Required work: Every record that follows must be duplicated exactly, with images left out.

Supplied records:
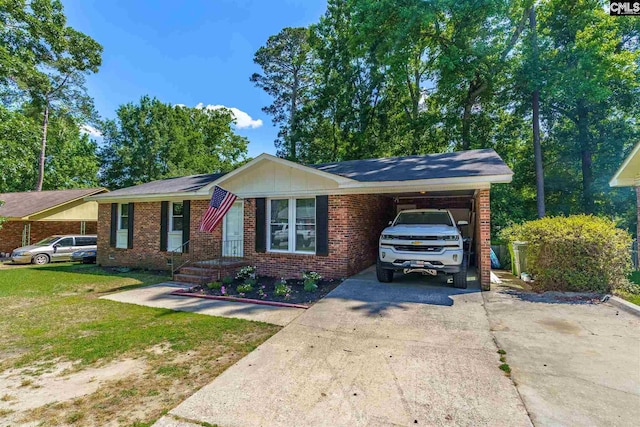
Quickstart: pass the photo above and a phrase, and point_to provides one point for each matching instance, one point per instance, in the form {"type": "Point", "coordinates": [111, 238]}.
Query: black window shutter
{"type": "Point", "coordinates": [130, 227]}
{"type": "Point", "coordinates": [186, 224]}
{"type": "Point", "coordinates": [261, 225]}
{"type": "Point", "coordinates": [114, 225]}
{"type": "Point", "coordinates": [164, 220]}
{"type": "Point", "coordinates": [322, 225]}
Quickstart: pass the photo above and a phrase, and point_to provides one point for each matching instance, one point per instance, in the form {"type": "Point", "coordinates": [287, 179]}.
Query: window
{"type": "Point", "coordinates": [86, 241]}
{"type": "Point", "coordinates": [279, 225]}
{"type": "Point", "coordinates": [177, 216]}
{"type": "Point", "coordinates": [123, 223]}
{"type": "Point", "coordinates": [292, 225]}
{"type": "Point", "coordinates": [122, 234]}
{"type": "Point", "coordinates": [67, 242]}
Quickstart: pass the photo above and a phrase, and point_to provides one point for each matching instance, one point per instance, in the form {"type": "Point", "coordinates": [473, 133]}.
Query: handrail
{"type": "Point", "coordinates": [178, 250]}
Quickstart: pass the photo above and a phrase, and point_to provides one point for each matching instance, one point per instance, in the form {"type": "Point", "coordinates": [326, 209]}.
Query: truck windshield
{"type": "Point", "coordinates": [432, 218]}
{"type": "Point", "coordinates": [47, 241]}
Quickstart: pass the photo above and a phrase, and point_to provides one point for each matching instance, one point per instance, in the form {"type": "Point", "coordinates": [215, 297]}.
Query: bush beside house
{"type": "Point", "coordinates": [580, 253]}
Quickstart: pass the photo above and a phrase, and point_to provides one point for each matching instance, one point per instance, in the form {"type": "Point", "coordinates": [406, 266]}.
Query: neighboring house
{"type": "Point", "coordinates": [291, 218]}
{"type": "Point", "coordinates": [34, 215]}
{"type": "Point", "coordinates": [628, 175]}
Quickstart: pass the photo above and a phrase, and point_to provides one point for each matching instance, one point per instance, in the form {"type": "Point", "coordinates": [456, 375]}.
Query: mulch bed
{"type": "Point", "coordinates": [267, 284]}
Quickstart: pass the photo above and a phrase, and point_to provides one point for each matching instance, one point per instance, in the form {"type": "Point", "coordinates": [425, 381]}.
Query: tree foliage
{"type": "Point", "coordinates": [412, 76]}
{"type": "Point", "coordinates": [152, 140]}
{"type": "Point", "coordinates": [72, 161]}
{"type": "Point", "coordinates": [43, 62]}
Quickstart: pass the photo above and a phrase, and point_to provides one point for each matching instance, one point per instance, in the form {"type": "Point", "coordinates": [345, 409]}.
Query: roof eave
{"type": "Point", "coordinates": [616, 181]}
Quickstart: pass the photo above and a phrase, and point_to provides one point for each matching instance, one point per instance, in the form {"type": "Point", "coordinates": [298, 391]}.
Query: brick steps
{"type": "Point", "coordinates": [204, 271]}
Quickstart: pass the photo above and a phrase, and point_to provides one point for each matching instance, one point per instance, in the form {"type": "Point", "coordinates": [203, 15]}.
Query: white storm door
{"type": "Point", "coordinates": [233, 231]}
{"type": "Point", "coordinates": [174, 237]}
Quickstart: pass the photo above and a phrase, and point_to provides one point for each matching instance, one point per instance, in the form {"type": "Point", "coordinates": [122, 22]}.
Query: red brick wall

Result of this exercise:
Quickstart: pass the photo above and a phrase, and point_to provides one point for each matching instance, one point per instance, in the form {"type": "Point", "coordinates": [111, 238]}.
Query: black window shutter
{"type": "Point", "coordinates": [130, 227]}
{"type": "Point", "coordinates": [186, 224]}
{"type": "Point", "coordinates": [261, 225]}
{"type": "Point", "coordinates": [114, 225]}
{"type": "Point", "coordinates": [164, 220]}
{"type": "Point", "coordinates": [322, 225]}
Quickstart: pass the photo above and a phrase, and point_to provides one point for each matching instance, one point per instance, in the form {"type": "Point", "coordinates": [287, 179]}.
Query: window
{"type": "Point", "coordinates": [86, 241]}
{"type": "Point", "coordinates": [279, 225]}
{"type": "Point", "coordinates": [177, 216]}
{"type": "Point", "coordinates": [123, 223]}
{"type": "Point", "coordinates": [292, 225]}
{"type": "Point", "coordinates": [122, 234]}
{"type": "Point", "coordinates": [67, 242]}
Quickstart: pass the photo above and a phrase, and point_to provides one point for each matching instance, one point per instance, in the form {"type": "Point", "coordinates": [473, 133]}.
Query: handrail
{"type": "Point", "coordinates": [178, 250]}
Quickstart: pass the photo above and a phrase, and point_to provides one point for each matching instance, one point per instance, in the form {"type": "Point", "coordinates": [326, 209]}.
Query: truck windshield
{"type": "Point", "coordinates": [432, 218]}
{"type": "Point", "coordinates": [47, 241]}
Quickstart: pass the photo above and a phrase, and point_to provides one point for each matching instance, one point per instance, in the form {"type": "Point", "coordinates": [215, 297]}.
Query: bush beside house
{"type": "Point", "coordinates": [580, 253]}
Quickstart: pass the photo above and a phrase, and point_to provides one point for each matching instance, one point per instance, in the form {"type": "Point", "coordinates": [406, 266]}.
Query: neighboring house
{"type": "Point", "coordinates": [291, 218]}
{"type": "Point", "coordinates": [34, 215]}
{"type": "Point", "coordinates": [628, 175]}
Quickstart: pass the photo above and a phrase, and point_to provides one point for each matching instance, one point per instance, in the form {"type": "Point", "coordinates": [456, 375]}.
Query: mulch bed
{"type": "Point", "coordinates": [267, 284]}
Quickstart: pass the photo above and a phrase, and point_to provides one point for each matching instance, one point per instance, in the form {"type": "Point", "coordinates": [425, 381]}.
Query: tree foliage
{"type": "Point", "coordinates": [412, 76]}
{"type": "Point", "coordinates": [152, 140]}
{"type": "Point", "coordinates": [72, 161]}
{"type": "Point", "coordinates": [43, 62]}
Quickstart: pass the photo above and a phrase, and point_to provides one point for each matching instance, one point per instance, in the form {"type": "Point", "coordinates": [345, 409]}.
Query: roof eave
{"type": "Point", "coordinates": [616, 181]}
Quickstart: pass the photo above and a phrase, and point_to provides one point for each matching instance, one point per instance, in the form {"type": "Point", "coordinates": [298, 391]}.
Query: brick steps
{"type": "Point", "coordinates": [204, 271]}
Quickstart: pass the photo above and a phrase, and point_to provides one point for each matching instance, one point per instance, in the form {"type": "Point", "coordinates": [203, 15]}.
Query: white storm door
{"type": "Point", "coordinates": [233, 231]}
{"type": "Point", "coordinates": [174, 237]}
Quickstart: pass the photo above and a phrase, and point_to provides one point for each matching instance, one point per instance, in the form {"type": "Point", "coordinates": [122, 22]}.
Query: red brick wall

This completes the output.